**Exercise tasks:**
- 1) From the rows below, select every one that contains the string "road" and copy each of those rows.
- 2) Extend the forum thread on the broken ASUS built-in webcam, picking up right after its last sentence.

# ASUS built-in cam not functioning.



## jweele01 (Mar 19, 2011)

Hello,

I have an ASUS N61Jv, running Windows 7 Professional 64bit (legal, pre-installed).
The built in webcam is suddenly not functioning anymore. I can't recall changing anything, so I'm not sure why this is happening. When opening the cam in skype, windows live messenger, or lifeframe3, it keeps saying that the cam is in use by another application. I've reinstalled the driver, but to no avail. I have also reinstalled the software programs. Could anyone help me out with this? Thanks for any help! 

Here's some information:

USB2.0 UVC 2M WebCam

USB\VID_13D3&PID_5122&REV_0202&MI_00


----------



## zyper95 (Mar 9, 2007)

When was the webcam last worked? Try to perform system restore and choose a date when the webcam is working fine.


----------



## jweele01 (Mar 19, 2011)

Thanks for your reply! It worked fine only a few days ago. I would've done a system restore but apparently my system has only been saving restore points for two days. So I haven't got anything older. The oldest doesn't fix it either.


----------



## RaytheBear (Sep 14, 2010)

A couple of things until more help comes along:

1)


> I've reinstalled the driver, but to no avail


Did you try Uninstalling your Web Cam from the Control Panel, reboot, let Win7 recognize and reinstall the drivers and see if that works?
2)The drivers that you reinstalled, are these the most updated drivers that you went and got from your WebCam company or Laptop company?

**Recorded data:**
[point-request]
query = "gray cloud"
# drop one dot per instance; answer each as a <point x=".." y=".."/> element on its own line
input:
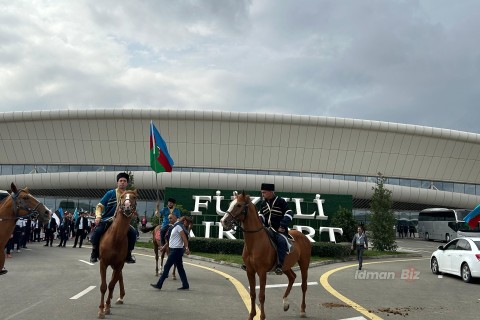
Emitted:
<point x="411" y="62"/>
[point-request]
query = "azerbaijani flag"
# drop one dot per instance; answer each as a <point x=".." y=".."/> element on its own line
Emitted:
<point x="58" y="215"/>
<point x="473" y="217"/>
<point x="160" y="159"/>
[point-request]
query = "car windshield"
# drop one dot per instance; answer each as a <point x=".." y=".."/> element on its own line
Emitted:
<point x="461" y="214"/>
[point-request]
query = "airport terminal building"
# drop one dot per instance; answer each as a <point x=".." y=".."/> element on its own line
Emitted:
<point x="71" y="157"/>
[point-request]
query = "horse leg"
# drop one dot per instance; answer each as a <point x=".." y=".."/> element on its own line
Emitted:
<point x="161" y="262"/>
<point x="2" y="258"/>
<point x="262" y="279"/>
<point x="252" y="284"/>
<point x="291" y="278"/>
<point x="155" y="249"/>
<point x="122" y="289"/>
<point x="103" y="289"/>
<point x="111" y="286"/>
<point x="304" y="271"/>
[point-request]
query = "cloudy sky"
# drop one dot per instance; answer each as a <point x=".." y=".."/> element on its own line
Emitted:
<point x="414" y="62"/>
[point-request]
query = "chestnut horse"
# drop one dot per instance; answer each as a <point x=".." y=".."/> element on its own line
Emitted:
<point x="157" y="244"/>
<point x="113" y="250"/>
<point x="260" y="256"/>
<point x="18" y="204"/>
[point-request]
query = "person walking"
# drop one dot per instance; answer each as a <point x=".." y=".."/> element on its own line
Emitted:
<point x="276" y="215"/>
<point x="104" y="213"/>
<point x="64" y="231"/>
<point x="164" y="218"/>
<point x="177" y="243"/>
<point x="360" y="243"/>
<point x="81" y="229"/>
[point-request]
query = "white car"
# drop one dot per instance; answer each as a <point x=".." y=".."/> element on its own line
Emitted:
<point x="460" y="257"/>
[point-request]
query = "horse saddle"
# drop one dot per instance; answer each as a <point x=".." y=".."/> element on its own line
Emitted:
<point x="273" y="239"/>
<point x="157" y="234"/>
<point x="3" y="194"/>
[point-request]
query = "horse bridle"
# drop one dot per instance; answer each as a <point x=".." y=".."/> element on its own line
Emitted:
<point x="31" y="212"/>
<point x="130" y="210"/>
<point x="244" y="212"/>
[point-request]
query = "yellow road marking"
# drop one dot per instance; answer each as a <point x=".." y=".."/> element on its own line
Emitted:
<point x="354" y="305"/>
<point x="242" y="291"/>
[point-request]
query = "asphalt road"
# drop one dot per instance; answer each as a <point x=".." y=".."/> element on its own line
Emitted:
<point x="59" y="283"/>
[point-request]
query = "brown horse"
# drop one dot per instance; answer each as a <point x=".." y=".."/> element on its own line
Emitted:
<point x="18" y="204"/>
<point x="157" y="245"/>
<point x="260" y="256"/>
<point x="113" y="250"/>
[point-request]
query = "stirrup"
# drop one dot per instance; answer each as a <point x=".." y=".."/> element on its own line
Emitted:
<point x="94" y="256"/>
<point x="278" y="270"/>
<point x="130" y="259"/>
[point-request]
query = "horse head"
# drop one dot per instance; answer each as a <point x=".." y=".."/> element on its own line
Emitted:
<point x="128" y="203"/>
<point x="237" y="211"/>
<point x="25" y="205"/>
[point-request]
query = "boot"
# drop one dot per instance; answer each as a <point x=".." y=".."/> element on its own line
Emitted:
<point x="278" y="270"/>
<point x="94" y="255"/>
<point x="130" y="258"/>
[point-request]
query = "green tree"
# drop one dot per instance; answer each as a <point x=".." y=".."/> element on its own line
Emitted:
<point x="131" y="181"/>
<point x="344" y="219"/>
<point x="382" y="218"/>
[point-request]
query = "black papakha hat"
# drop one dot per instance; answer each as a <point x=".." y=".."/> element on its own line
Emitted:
<point x="123" y="175"/>
<point x="268" y="187"/>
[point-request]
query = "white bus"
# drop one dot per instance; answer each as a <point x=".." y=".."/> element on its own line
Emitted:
<point x="444" y="224"/>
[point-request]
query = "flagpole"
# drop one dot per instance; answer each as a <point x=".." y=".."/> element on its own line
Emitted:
<point x="155" y="169"/>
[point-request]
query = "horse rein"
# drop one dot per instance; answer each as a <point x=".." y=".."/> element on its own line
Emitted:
<point x="127" y="209"/>
<point x="31" y="212"/>
<point x="244" y="212"/>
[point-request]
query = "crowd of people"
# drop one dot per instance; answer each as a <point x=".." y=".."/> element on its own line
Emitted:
<point x="174" y="233"/>
<point x="405" y="231"/>
<point x="30" y="230"/>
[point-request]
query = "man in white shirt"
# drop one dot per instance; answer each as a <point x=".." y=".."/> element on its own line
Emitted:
<point x="177" y="241"/>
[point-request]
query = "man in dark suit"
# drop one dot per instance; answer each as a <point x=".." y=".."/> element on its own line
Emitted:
<point x="81" y="229"/>
<point x="50" y="228"/>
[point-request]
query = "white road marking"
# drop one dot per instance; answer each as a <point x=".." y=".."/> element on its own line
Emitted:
<point x="26" y="309"/>
<point x="82" y="293"/>
<point x="284" y="285"/>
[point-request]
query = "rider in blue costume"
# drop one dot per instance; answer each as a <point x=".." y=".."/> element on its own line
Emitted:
<point x="104" y="213"/>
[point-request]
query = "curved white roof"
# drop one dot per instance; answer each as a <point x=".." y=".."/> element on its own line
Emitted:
<point x="229" y="140"/>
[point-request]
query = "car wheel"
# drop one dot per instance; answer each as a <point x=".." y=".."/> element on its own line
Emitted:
<point x="466" y="274"/>
<point x="434" y="266"/>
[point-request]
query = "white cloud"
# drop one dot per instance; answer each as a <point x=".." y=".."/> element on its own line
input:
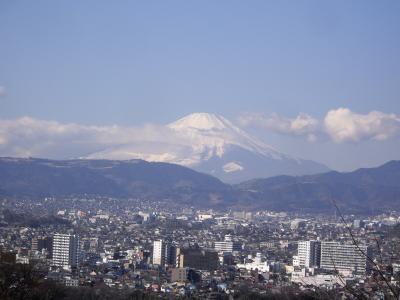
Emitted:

**Per-task outputs:**
- 1)
query = "yellow road marking"
query = "asphalt road"
query = "white road marking"

- 2)
Good luck
Ray


----------



## jweele01 (Mar 19, 2011)

I did let win7 do all that, but it didn't work. It installed correctly, according to windows, but it didn't change anything. I installed the updated drivers from asus, but they gave me the same problem. So, I went back to the drivers which were originally installed (the ones that came with my laptop). After that I gave skype administrator priviledges and my cam worked for a couple of minutes. Maybe it's a UAC problem? I gave all the relevant programs admin rights (skype, virtualcam, lifeframe3) but it didn't help. 

When I'm at the skype video settings, my cam appears to be going on and off. Virtualcam always stays available.


----------



## RaytheBear (Sep 14, 2010)

Have you tried turning off your UAC?


----------



## jweele01 (Mar 19, 2011)

Afraid that didn't make a difference either.

I've made a little video that shows what it looks like in skype:

http://www.mediafire.com/?kr77b9bm7noypii


----------



## zyper95 (Mar 9, 2007)

Try to reinstall the driver, instead double clicking the driver file try to right click on it then select Run as administrator see if that will help.


----------



## tciman (Apr 16, 2011)

Hi have the same problem, i did everything, also tried to re installing the latest driver, but still my i cant use my asus built in webcam... is there any solution?


----------



## hungrywolf14 (May 5, 2011)

i also have same spec of the poser above.. but my camera in skype was upside down!??! wtf!!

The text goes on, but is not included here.